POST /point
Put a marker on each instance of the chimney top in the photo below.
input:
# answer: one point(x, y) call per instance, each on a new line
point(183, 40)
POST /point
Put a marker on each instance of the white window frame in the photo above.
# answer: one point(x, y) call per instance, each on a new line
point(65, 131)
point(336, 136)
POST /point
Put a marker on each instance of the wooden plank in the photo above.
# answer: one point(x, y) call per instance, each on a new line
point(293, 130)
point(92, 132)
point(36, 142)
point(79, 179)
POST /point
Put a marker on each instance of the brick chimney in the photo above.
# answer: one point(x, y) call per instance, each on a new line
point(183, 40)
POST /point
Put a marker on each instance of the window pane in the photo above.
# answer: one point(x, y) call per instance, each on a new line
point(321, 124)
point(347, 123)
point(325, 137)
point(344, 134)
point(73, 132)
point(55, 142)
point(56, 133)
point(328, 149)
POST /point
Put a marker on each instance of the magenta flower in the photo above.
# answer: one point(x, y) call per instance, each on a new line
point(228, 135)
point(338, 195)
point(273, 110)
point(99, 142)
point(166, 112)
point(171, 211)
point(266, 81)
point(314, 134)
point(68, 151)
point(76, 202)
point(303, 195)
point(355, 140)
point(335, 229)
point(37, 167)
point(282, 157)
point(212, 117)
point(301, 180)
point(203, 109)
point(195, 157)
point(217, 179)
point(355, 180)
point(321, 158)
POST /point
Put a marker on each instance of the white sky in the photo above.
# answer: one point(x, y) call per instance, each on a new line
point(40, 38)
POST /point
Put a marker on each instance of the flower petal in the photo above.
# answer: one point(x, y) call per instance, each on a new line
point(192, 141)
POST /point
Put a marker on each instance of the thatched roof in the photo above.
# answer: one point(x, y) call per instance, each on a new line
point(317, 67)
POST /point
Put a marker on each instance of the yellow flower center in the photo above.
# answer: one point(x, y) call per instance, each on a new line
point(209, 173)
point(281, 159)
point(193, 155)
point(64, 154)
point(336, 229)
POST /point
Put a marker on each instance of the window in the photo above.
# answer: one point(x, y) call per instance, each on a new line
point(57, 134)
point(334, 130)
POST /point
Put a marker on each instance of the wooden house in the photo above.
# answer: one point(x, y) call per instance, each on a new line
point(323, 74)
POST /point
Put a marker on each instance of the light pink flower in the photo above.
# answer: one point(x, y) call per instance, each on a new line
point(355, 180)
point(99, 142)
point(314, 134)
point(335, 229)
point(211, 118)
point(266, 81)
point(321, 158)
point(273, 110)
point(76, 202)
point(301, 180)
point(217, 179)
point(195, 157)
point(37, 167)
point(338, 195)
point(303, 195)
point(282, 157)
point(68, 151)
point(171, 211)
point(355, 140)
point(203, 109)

● ● ● ● ● ● ●

The lines above that hold "flower" are the result; show every one of them.

Put a marker on each instance of the magenta flower in the photo above.
Put a marker on each instance of the flower petal in the photo above.
Put a marker on each instance of the yellow flower center in the photo above.
Put a marker on each instance of the light pink flower in the photo above.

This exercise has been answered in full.